(WHAT THE TASK ASKS):
Every entry needs to be printed exactly, please.

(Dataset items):
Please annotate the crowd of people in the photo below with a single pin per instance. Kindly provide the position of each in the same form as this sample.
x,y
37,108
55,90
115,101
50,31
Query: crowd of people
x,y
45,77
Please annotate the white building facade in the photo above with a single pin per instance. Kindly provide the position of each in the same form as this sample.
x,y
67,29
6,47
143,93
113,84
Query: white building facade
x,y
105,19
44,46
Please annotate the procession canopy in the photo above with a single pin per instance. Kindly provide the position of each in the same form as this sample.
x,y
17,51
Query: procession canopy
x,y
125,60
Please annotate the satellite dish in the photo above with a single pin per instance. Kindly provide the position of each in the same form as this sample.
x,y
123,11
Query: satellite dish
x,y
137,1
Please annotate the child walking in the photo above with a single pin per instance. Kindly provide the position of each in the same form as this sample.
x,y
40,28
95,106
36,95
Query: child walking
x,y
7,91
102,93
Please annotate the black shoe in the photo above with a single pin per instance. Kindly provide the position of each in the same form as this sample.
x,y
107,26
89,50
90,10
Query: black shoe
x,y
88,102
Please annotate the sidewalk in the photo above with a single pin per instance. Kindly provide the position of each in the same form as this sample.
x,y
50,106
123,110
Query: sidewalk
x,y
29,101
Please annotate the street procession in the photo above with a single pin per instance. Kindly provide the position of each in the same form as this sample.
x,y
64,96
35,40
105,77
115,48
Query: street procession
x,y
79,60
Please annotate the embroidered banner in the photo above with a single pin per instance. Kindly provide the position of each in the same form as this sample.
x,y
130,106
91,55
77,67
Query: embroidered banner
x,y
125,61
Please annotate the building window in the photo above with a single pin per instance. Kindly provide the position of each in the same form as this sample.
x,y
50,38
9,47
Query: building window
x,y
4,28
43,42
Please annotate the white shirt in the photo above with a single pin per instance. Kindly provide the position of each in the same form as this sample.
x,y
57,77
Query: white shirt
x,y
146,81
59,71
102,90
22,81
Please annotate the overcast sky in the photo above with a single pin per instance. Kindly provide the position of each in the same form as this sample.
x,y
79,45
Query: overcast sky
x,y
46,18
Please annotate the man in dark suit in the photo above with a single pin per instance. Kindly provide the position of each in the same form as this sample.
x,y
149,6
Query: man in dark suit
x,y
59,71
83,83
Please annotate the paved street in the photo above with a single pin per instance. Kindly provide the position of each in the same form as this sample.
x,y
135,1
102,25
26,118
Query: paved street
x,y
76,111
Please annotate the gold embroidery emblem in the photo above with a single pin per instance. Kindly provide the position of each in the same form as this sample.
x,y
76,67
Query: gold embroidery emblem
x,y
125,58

(RESULT BELOW):
Please annotate the crowd of people in the photo below with a single pin per instance. Kindly provide the position of each in the same form as this sample.
x,y
37,108
55,90
115,101
50,31
Query: crowd of people
x,y
45,77
Please annotate the white building facade in the photo above with a single pin per instance. Kindly provide the position of each in the same form as this sample.
x,y
67,29
6,47
143,93
113,84
Query: white building facade
x,y
105,19
44,46
Please annotate the procession canopy in the photo above with a single pin per instance. Kindly provide the position of each in the same form as this sample.
x,y
17,51
Query: procession canopy
x,y
125,60
Please annotate the satellite dish in the photo above with a single pin per instance. Kindly provide the position of each in the same form as this sample.
x,y
123,11
Query: satellite dish
x,y
137,1
Please annotate the child walking in the photo above with a single pin per instance. Kindly provide the position of each in the same form as this sample.
x,y
40,28
95,106
36,95
Query: child walking
x,y
7,91
102,93
Please annotate the black shoe in the photo above with a single pin per instance. Kindly provide the position of each in the same form as this sample.
x,y
107,26
89,50
90,10
Query: black shoe
x,y
88,102
Please annotate the sidewalk in the photo above with a single pin per instance. Kindly provide the position of each in the same form as this sample.
x,y
50,106
123,110
Query: sidewalk
x,y
29,101
Please annotate the street procession in the photo above with a single pin per instance. Kindly provide the position of each in the same form as this sample.
x,y
64,96
35,40
105,77
115,48
Query: street procession
x,y
79,60
Please annotate the embroidered banner in the photo above with a single pin per instance. Kindly provide the position of each in the same form as this sample.
x,y
130,106
91,55
77,67
Query: embroidered banner
x,y
125,61
Please annotate the building window in the photo above with a single pin per instance. Kindly provide the position of each in the same form as this sample.
x,y
50,38
9,47
Query: building window
x,y
4,28
43,42
Please annotate the white shirt in the photo above with a single pin per instance. Kindly provide the position of each in the same form as this sample.
x,y
57,77
Query: white shirt
x,y
146,81
59,71
102,90
22,81
Please annotate the overcast sky in the photo above with a single pin per instance. Kindly provide the position of each in the same form as this sample.
x,y
79,45
Query: overcast sky
x,y
46,18
Please annotate the man in dark suit in the photo above with a single pin per instance. Kindly provide the position of each in the same form as this sample.
x,y
149,6
Query: man in dark suit
x,y
59,71
83,83
Please annotate the paved street in the photo above with a single pin per instance. Kindly provide the position of each in the same form as this sample.
x,y
135,1
102,25
26,118
Query: paved street
x,y
76,111
Please annotate the gold embroidery emblem in the photo above with a single pin per instance. Kindly provide the position of each in the same form as this sample.
x,y
76,67
Query: gold embroidery emblem
x,y
125,58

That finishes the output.